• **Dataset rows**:
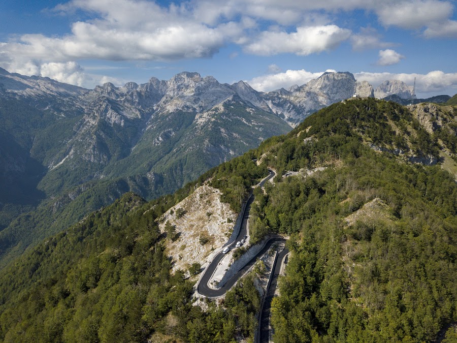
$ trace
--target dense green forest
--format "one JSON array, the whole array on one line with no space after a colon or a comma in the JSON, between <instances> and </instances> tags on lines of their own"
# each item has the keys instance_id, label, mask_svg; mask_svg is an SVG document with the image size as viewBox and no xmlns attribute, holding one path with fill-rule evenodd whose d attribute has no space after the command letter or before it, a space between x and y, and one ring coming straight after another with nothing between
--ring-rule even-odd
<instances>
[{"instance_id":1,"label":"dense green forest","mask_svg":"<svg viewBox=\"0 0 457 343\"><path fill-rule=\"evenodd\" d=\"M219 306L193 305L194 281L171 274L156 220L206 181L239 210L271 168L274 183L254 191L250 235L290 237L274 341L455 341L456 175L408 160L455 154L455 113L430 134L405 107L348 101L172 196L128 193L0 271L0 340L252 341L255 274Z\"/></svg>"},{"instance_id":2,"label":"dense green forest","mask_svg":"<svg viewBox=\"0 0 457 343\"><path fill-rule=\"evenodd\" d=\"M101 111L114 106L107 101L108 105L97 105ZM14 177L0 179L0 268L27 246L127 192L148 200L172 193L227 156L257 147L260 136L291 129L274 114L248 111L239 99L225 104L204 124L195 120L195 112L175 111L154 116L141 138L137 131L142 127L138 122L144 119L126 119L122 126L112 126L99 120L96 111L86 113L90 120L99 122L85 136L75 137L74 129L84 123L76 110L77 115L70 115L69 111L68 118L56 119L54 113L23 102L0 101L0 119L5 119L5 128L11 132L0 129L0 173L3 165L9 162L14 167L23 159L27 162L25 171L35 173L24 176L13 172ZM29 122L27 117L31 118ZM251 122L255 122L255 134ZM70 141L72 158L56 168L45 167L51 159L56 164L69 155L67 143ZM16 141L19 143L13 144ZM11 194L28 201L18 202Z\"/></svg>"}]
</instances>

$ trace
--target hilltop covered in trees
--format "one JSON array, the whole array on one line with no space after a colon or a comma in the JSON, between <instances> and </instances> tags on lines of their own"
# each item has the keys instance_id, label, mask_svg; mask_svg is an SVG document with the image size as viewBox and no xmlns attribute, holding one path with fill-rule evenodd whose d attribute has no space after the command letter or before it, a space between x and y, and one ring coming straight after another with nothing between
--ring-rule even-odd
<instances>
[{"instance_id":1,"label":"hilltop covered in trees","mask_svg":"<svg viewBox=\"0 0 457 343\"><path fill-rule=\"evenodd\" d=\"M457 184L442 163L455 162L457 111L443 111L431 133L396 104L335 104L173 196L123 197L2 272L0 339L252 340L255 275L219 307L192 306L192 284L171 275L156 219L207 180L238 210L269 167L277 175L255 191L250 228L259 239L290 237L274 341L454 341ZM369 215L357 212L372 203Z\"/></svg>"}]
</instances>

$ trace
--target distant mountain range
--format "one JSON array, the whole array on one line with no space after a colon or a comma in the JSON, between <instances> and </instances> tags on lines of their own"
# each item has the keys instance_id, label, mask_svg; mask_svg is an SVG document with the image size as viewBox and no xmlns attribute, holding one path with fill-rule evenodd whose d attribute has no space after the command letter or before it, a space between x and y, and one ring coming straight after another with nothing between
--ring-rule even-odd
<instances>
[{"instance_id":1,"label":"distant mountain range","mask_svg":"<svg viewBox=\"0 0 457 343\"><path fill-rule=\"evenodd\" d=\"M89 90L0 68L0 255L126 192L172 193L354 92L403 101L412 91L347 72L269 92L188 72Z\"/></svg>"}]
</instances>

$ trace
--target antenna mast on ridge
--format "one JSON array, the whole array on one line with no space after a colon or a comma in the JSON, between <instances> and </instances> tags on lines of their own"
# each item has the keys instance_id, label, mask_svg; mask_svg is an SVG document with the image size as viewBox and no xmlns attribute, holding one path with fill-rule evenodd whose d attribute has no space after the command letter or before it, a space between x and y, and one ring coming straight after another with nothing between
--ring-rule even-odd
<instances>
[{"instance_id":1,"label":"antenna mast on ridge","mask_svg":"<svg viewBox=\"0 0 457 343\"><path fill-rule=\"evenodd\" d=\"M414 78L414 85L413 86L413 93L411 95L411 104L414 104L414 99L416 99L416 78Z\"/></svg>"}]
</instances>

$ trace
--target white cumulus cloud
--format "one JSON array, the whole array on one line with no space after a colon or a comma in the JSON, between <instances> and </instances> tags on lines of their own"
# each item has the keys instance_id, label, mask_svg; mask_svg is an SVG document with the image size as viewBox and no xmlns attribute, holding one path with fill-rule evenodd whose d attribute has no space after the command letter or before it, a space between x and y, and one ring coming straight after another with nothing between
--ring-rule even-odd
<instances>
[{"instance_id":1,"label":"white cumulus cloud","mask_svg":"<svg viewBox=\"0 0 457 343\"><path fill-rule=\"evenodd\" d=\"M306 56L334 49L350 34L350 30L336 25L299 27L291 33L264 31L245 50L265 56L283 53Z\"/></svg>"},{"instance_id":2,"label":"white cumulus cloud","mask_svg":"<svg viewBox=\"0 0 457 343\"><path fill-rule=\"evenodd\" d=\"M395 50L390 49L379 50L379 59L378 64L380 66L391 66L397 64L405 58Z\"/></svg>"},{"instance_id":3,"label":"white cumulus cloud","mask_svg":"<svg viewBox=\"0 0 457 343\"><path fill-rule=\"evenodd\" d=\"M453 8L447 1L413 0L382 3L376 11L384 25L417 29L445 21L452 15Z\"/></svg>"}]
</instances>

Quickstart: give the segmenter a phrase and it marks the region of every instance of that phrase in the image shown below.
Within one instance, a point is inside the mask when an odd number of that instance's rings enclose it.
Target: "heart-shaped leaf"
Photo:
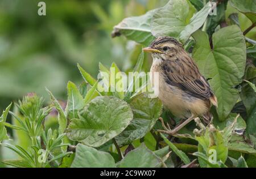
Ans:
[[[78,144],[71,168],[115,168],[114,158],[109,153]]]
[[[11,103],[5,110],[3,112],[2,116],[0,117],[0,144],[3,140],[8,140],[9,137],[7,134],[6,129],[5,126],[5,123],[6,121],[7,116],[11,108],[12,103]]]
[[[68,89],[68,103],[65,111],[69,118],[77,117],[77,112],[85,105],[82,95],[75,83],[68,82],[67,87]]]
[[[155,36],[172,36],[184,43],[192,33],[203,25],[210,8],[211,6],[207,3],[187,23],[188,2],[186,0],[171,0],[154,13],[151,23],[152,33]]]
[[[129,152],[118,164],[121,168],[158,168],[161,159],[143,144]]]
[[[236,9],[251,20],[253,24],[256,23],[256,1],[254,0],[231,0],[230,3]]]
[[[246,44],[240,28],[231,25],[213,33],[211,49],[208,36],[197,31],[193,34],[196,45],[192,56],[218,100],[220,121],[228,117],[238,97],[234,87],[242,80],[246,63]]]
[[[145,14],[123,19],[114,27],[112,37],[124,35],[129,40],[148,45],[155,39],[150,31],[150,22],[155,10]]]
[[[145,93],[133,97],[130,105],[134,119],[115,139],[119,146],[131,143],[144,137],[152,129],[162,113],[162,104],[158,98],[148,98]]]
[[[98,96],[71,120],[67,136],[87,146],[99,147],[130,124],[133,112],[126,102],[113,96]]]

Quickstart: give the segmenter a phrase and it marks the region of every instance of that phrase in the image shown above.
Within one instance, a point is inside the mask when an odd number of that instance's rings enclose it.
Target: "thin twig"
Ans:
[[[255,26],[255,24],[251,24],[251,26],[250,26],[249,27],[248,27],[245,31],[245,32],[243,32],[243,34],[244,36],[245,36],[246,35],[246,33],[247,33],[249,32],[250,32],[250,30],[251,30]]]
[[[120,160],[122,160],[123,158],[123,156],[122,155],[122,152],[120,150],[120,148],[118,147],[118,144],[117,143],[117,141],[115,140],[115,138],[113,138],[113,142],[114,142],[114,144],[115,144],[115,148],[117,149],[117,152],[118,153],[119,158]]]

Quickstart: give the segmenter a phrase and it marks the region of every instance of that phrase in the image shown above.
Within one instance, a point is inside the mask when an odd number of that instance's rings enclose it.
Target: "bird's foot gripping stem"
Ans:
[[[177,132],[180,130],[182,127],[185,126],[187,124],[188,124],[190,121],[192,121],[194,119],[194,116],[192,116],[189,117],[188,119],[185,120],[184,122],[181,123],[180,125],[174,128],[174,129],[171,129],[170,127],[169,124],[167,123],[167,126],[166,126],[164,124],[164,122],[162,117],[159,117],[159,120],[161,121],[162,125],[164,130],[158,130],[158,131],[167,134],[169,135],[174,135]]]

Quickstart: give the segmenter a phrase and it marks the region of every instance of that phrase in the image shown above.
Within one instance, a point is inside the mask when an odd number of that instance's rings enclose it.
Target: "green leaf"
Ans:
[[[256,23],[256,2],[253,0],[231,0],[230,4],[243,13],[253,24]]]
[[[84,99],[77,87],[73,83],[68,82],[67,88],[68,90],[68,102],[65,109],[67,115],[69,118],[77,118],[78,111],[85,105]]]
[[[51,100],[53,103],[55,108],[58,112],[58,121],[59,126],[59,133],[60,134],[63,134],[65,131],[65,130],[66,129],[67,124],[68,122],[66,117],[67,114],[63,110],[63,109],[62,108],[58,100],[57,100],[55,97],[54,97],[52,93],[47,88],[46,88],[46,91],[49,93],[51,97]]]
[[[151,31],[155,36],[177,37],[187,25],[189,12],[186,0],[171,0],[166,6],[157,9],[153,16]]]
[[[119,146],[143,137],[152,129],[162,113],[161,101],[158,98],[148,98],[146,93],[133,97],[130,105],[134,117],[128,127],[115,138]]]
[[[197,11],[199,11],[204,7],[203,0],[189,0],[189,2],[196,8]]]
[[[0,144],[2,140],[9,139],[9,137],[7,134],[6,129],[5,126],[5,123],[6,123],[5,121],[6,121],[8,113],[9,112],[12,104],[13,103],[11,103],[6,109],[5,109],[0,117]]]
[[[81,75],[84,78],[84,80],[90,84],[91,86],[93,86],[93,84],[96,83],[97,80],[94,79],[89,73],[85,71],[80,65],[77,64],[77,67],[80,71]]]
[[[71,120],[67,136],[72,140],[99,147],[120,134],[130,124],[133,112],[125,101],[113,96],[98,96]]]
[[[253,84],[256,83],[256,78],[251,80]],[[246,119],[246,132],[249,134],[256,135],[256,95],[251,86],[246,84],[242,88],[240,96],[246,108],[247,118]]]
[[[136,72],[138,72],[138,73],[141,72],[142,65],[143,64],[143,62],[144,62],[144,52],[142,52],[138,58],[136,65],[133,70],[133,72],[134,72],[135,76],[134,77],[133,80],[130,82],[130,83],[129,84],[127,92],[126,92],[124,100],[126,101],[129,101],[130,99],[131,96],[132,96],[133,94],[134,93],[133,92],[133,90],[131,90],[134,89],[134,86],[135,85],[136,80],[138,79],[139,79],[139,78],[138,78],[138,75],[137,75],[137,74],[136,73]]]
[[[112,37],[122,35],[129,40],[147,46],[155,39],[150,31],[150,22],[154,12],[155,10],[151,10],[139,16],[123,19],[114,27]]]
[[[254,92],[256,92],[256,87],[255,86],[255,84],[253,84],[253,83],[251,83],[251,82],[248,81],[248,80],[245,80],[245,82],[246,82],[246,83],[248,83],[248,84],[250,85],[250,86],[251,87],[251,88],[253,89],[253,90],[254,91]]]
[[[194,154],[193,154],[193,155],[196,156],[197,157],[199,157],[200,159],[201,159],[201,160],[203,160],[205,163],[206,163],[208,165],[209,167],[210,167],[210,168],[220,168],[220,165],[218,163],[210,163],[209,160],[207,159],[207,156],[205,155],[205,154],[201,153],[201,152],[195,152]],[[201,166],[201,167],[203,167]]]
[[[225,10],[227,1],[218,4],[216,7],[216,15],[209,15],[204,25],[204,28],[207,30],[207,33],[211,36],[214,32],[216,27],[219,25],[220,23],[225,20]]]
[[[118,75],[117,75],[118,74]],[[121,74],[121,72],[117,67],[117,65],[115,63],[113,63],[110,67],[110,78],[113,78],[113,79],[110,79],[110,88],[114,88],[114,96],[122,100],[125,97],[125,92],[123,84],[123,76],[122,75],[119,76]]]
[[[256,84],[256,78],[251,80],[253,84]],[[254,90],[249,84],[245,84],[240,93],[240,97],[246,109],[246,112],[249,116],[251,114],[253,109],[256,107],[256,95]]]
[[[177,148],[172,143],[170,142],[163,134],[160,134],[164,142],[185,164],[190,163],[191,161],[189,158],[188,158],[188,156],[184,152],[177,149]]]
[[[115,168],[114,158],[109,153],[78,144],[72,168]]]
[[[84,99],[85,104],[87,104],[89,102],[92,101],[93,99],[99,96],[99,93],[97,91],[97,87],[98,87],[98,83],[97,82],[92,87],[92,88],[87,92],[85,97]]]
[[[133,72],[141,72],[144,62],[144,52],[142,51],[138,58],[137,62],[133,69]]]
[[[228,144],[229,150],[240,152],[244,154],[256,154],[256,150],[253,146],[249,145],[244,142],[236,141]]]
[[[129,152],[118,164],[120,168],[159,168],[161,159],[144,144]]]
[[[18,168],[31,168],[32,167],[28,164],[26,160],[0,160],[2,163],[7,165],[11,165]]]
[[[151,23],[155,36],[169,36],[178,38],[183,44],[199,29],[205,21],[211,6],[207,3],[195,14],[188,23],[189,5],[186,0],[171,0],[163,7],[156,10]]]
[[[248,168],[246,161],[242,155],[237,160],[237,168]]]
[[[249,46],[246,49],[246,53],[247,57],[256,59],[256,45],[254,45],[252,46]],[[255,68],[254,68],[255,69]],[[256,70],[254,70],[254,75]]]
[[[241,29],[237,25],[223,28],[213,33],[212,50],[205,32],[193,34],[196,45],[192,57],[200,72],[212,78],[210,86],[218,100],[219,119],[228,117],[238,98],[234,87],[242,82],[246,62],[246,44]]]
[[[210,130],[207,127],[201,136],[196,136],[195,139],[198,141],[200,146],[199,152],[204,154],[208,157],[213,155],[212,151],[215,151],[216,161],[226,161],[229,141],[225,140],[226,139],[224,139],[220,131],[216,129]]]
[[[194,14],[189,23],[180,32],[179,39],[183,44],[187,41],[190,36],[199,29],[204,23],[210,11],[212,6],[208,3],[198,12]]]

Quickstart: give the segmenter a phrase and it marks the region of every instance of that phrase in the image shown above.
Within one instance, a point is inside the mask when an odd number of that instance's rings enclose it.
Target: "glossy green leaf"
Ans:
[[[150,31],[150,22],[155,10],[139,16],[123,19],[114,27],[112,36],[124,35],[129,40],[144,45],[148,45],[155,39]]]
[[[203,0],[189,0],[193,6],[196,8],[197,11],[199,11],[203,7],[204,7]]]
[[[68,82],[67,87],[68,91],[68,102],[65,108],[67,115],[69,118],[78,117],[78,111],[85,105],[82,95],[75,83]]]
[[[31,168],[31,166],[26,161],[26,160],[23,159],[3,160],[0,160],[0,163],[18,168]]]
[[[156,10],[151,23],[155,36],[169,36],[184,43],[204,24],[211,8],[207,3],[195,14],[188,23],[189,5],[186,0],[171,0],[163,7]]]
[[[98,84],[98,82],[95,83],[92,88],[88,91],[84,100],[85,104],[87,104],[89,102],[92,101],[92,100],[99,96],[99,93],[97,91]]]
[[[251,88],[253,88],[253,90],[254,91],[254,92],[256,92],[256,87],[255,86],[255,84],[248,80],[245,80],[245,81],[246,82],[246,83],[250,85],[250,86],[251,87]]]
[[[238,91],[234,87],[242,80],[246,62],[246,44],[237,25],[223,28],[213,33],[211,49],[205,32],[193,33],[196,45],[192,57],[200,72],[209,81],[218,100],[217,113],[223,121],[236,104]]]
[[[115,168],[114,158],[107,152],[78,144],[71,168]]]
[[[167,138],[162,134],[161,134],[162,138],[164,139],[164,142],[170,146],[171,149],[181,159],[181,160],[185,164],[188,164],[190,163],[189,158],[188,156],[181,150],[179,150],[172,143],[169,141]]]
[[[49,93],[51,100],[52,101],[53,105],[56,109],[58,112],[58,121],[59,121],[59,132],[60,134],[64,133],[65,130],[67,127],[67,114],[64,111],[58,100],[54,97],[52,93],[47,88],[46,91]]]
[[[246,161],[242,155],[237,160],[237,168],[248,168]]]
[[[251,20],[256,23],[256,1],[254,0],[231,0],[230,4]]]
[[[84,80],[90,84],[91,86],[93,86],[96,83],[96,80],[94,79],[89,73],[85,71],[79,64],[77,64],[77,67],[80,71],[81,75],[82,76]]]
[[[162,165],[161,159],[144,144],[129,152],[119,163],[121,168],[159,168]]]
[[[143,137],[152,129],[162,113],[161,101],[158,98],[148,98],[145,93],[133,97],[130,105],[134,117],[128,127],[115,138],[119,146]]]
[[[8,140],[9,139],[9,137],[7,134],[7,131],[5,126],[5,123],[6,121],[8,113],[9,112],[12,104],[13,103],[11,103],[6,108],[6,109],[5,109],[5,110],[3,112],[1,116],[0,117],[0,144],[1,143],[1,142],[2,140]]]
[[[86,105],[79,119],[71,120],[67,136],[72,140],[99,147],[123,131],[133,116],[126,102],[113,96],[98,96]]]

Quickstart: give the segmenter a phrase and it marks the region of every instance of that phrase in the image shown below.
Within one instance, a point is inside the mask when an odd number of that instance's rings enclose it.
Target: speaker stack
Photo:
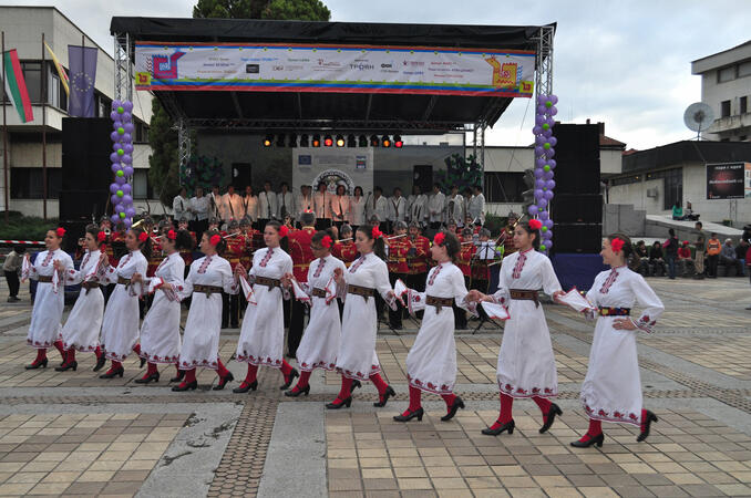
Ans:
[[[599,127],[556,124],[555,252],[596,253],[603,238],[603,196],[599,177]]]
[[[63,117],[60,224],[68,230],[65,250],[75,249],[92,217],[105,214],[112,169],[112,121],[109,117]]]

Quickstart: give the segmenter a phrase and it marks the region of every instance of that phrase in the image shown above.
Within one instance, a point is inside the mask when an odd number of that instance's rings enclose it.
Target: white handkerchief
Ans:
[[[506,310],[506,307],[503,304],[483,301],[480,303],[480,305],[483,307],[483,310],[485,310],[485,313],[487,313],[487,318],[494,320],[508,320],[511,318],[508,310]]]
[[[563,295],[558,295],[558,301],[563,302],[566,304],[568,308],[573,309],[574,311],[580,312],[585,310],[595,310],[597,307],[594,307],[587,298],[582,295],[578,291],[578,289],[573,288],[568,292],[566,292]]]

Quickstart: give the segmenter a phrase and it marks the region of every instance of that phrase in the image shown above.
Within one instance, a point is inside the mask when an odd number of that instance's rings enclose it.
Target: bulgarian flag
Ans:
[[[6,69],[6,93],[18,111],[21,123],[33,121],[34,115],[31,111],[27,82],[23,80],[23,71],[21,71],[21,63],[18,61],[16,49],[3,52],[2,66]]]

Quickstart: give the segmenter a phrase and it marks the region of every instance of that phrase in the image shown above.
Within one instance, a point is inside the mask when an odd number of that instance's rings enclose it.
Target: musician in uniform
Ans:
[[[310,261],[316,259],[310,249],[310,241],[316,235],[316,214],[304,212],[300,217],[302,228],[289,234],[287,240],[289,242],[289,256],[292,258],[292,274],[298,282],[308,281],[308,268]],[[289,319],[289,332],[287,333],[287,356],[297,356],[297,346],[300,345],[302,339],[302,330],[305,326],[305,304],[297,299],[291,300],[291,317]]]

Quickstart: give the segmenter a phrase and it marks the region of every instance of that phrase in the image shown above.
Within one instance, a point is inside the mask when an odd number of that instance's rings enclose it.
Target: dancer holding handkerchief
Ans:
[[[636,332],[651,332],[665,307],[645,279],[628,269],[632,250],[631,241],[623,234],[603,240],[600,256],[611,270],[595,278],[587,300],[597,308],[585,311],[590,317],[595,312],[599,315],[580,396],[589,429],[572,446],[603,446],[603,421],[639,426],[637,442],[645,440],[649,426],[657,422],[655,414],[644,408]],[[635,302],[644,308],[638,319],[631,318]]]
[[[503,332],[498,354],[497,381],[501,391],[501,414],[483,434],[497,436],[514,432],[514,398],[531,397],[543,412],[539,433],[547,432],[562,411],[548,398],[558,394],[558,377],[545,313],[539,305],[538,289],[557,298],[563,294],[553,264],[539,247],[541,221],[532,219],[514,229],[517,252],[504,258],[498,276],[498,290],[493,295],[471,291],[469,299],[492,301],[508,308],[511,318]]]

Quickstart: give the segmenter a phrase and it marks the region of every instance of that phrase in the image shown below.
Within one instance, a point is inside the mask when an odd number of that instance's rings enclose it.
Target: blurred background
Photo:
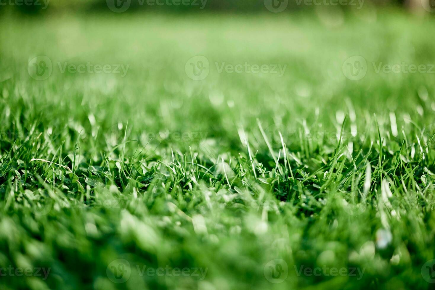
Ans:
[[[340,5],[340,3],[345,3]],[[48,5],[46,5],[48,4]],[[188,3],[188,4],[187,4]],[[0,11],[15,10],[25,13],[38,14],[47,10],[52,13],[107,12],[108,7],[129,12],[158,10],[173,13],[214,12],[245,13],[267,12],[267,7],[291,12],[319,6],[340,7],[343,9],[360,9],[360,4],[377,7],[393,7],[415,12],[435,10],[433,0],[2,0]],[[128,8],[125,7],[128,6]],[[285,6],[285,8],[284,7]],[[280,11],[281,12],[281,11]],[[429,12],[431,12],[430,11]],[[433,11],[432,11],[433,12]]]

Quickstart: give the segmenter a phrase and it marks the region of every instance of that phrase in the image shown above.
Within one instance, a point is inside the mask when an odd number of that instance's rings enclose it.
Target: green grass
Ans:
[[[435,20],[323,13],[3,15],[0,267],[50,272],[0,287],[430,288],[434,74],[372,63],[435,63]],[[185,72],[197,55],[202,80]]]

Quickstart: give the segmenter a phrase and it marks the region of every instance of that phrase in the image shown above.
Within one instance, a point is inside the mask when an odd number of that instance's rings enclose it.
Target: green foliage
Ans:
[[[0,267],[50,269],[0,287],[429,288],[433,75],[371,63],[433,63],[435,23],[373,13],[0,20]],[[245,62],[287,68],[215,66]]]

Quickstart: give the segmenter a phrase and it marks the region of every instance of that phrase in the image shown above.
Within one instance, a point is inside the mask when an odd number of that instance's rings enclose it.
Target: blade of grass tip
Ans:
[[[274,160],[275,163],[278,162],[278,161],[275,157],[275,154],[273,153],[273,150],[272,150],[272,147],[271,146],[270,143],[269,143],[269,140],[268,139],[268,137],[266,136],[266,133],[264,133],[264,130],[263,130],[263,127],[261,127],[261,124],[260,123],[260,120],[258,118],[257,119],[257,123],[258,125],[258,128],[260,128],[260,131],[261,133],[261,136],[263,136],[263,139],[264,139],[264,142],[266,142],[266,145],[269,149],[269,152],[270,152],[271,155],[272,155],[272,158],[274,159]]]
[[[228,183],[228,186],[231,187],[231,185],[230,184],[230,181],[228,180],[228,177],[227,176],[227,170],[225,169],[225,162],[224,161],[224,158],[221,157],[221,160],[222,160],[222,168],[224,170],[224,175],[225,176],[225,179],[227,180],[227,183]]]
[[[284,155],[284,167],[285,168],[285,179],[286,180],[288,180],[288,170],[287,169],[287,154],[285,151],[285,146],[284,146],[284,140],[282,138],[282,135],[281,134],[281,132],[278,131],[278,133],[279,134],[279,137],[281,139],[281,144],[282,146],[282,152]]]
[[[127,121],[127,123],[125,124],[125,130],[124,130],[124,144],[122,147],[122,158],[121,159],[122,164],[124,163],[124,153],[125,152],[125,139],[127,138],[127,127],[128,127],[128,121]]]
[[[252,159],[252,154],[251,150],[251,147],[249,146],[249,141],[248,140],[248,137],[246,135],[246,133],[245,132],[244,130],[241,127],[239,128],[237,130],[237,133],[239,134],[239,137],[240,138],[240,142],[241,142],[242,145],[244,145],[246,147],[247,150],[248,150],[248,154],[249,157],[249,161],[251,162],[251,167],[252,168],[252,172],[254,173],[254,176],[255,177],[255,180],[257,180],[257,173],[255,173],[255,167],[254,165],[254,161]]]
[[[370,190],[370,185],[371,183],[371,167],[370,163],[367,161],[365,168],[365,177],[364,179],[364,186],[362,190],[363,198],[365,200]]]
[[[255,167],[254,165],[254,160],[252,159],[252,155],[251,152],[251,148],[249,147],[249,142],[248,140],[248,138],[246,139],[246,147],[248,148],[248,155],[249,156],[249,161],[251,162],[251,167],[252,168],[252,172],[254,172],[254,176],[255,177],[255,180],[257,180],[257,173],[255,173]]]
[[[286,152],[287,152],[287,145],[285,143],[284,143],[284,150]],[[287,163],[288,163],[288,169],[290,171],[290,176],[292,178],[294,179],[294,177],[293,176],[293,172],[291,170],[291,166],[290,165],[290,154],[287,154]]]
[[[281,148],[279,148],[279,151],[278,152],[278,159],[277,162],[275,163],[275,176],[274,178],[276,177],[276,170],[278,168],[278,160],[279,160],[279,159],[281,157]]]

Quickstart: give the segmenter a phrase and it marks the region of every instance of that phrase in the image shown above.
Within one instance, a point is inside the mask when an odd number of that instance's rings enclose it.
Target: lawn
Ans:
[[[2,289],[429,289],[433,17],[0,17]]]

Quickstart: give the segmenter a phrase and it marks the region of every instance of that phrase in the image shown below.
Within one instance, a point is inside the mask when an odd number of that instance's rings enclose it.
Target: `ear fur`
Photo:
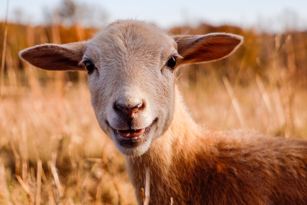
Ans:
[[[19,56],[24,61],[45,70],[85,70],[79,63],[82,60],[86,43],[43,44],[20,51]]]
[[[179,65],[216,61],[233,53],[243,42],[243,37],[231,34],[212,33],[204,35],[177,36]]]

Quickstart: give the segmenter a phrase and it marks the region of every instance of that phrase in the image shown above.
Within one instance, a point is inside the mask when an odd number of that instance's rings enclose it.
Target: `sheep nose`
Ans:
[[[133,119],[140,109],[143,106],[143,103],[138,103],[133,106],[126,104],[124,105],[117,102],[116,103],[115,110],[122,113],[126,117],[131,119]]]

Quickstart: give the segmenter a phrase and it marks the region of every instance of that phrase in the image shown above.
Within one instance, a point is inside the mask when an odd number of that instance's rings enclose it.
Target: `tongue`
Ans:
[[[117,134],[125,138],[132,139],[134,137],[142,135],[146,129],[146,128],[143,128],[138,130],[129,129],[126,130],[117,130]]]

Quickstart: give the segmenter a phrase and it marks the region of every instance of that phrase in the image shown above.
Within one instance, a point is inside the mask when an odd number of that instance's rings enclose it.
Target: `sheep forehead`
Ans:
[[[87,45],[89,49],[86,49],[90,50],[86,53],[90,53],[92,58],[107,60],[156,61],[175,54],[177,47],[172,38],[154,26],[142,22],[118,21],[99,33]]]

• **Exercise directions**:
How many lines of the records above contain the string "leaf", with case counting? Reply with the number only.

• **Response below**:
3